-- Begin GIVEN ENTRIES --
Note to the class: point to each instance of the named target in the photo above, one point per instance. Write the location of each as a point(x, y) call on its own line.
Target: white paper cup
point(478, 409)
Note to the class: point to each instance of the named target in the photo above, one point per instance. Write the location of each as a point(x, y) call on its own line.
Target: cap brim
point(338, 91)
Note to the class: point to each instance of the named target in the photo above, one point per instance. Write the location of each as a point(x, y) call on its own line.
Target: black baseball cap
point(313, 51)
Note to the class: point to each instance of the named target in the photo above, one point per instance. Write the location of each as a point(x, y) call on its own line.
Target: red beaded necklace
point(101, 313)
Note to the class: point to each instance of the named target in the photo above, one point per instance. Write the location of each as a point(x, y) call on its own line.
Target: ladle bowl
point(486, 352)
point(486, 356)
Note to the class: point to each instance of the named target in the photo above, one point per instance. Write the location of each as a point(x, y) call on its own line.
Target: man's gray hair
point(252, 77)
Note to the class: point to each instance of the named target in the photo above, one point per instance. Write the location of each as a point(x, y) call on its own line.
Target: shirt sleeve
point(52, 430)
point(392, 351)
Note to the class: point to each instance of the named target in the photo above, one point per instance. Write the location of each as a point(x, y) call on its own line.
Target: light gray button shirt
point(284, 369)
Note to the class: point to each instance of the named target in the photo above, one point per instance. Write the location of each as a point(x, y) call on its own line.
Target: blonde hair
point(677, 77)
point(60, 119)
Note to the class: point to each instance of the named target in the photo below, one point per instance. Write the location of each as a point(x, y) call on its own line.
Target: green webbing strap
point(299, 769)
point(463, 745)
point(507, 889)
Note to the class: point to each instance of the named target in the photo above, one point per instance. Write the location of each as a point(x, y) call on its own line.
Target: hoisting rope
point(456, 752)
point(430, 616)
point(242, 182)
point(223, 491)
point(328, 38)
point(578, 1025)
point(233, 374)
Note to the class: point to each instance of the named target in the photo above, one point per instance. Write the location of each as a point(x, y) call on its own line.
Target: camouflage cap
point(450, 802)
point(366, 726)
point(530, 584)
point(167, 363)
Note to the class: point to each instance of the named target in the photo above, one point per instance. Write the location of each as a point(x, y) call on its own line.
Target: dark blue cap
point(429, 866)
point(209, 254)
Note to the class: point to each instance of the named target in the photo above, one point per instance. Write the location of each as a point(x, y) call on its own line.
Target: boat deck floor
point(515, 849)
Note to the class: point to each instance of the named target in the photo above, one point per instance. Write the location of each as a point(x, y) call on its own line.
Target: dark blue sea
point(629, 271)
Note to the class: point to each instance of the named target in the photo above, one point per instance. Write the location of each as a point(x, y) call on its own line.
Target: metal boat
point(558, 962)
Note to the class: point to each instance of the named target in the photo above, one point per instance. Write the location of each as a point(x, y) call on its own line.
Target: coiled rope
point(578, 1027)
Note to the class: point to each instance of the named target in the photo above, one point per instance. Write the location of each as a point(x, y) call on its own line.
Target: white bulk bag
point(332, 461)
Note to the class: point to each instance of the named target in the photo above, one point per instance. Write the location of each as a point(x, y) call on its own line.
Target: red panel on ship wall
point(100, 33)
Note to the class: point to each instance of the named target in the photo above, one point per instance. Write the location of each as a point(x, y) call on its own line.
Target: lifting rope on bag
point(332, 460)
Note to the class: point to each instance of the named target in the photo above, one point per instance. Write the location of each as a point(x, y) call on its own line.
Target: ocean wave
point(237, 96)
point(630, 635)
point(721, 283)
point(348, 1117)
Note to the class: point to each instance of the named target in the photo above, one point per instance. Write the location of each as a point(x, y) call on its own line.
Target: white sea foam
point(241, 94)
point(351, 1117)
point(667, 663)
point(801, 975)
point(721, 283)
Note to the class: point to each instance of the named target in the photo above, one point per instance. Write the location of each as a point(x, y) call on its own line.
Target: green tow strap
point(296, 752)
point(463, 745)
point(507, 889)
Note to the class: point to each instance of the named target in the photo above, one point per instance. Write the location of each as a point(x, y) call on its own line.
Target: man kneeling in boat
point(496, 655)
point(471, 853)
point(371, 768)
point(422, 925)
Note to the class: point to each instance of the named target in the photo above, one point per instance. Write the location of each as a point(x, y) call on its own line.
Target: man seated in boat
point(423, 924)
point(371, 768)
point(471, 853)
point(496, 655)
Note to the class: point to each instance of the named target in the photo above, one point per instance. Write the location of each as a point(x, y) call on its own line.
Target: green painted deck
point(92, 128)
-- End GIVEN ENTRIES --
* TO BE DONE: Reproduce every item above word for word, leaving nothing out and changing nothing.

* THE REPLY:
Note to the class: point to each instance of the named target in the photo above, one point per instance. Write the location of each as a point(x, y) call on its own line.
Target: white paper cup
point(478, 409)
Note to the class: point to each instance of the named target in the photo above, one point per instance. Write the location of each as a point(x, y) call on its own line.
Target: cap brim
point(338, 91)
Note to the class: point to each instance of the named target in the photo above, one point per instance. Write the location of each as a point(x, y) call on its own line.
Target: black baseball cap
point(313, 51)
Note to the class: point to each instance of the named target in the photo above, one point per instance. Write the location of each as a point(x, y) call on its own line.
Target: red beaded necklace
point(101, 313)
Note to the class: point to each instance of the named target in the photo above, one point per instance. Write the location of each as a point(x, y) call on its own line.
Target: ladle bowl
point(486, 352)
point(486, 356)
Note to the class: point to each instance of the named target in the photo above, one point per instance. Write the location of each as a point(x, y) call on its own line.
Target: man's gray hair
point(252, 77)
Note to the class: point to each instance of the named target in the photo above, one point per instance. Write the location of each as a point(x, y) call on its own line.
Target: shirt sleeve
point(52, 430)
point(392, 351)
Note to the class: point to each instance of the named target in the photo above, one point per instance. Write the location of each as a point(x, y) call on its own line.
Target: light gray button shirt
point(284, 369)
Note to the class: point to each instance of the named target in the photo above, one point per instance. Write the location of each as a point(x, y) call on its own line.
Target: blonde hair
point(677, 77)
point(60, 119)
Note to the class: point to each instance of the named target in the photo below, one point per instance. Write the location of each as a point(x, y) call on its own line.
Target: green webbing strap
point(299, 769)
point(463, 745)
point(507, 889)
Note to the class: point to each instance of the named target in the photo above, one point per instance. Write the location of each as a point(x, y) call on its own line.
Target: hoisting rope
point(456, 752)
point(430, 616)
point(242, 182)
point(223, 491)
point(328, 38)
point(578, 1025)
point(233, 374)
Note to the class: point to each instance of the named target in the photo above, one point per instance. Write the location of each as a point(x, y) call on its own line.
Target: camouflage cap
point(450, 802)
point(366, 726)
point(530, 584)
point(167, 363)
Note to the class: point to each instance of the named target in the photo above, one point per instance. Write the location of each as a point(x, y) call on its own line.
Target: dark blue cap
point(429, 866)
point(209, 254)
Note to the class: point to each instance of the named target in the photo above, one point per instance. Write the location of each as a point(x, y) call on its own line.
Target: boat deck floor
point(515, 849)
Note to the class: point to each instance of the named target in the photo above, one point per instance. Write the location of each as a point(x, y) call on its own line.
Target: dark blue sea
point(629, 271)
Note to the class: point to each instance of the named target in the photo above, one point per instance. Write the location of each as a point(x, y) call on its own line.
Target: metal boat
point(558, 962)
Note to the class: point to each instance of the named target in the photo above, one point per instance. Write the location of each as a point(x, y) call on its own line.
Target: coiled rope
point(578, 1027)
Note to the class: point to each instance of the named target in the photo above, one point per instance. Write the location of each as a point(x, y) call on its own line.
Target: white bulk bag
point(332, 461)
Note to the class: point to each instance of the named target in the photo above, one point per instance. Write the location of each as a point(x, y) call on its own line.
Target: red panel on ship wall
point(100, 33)
Note to the class: point to each instance of the named target in the photo above, one point per instance. Write the location of each as a point(x, y) call on its own line.
Target: lifting rope on bag
point(332, 460)
Note to the class: point to each instance of the named target in the photo above, one point per instance. Write the location of each as a point(x, y) call on its own line.
Target: ocean wave
point(237, 96)
point(630, 635)
point(721, 283)
point(348, 1117)
Note to the class: point to each instance of the named target in the photo above, one point per instance. Write the location of each as a point(x, y) call on its own line.
Target: white sea foam
point(241, 94)
point(351, 1117)
point(667, 663)
point(801, 975)
point(721, 283)
Note to the class: point to each instance of the named target in the photo above, one point per instance. Write the location of each as a point(x, y) call on its own line.
Target: green tow strap
point(296, 752)
point(463, 745)
point(507, 889)
Note to the class: point to each instance of the named target in the photo above, one point per instance. Write the location of each as a point(x, y) call on its own line.
Target: man kneeling in boat
point(496, 655)
point(471, 853)
point(371, 768)
point(422, 925)
Note to the class: point to each instance of the named target in the photo above, one point per instance. Write the location of each as a point(x, y) call on its own line.
Target: man seated in boat
point(423, 924)
point(371, 768)
point(471, 853)
point(496, 655)
Note to the class: point to each instance of the named target in the photo above, one point per instance. Write the location of each as a point(x, y) call on its own line.
Target: green painted deck
point(92, 128)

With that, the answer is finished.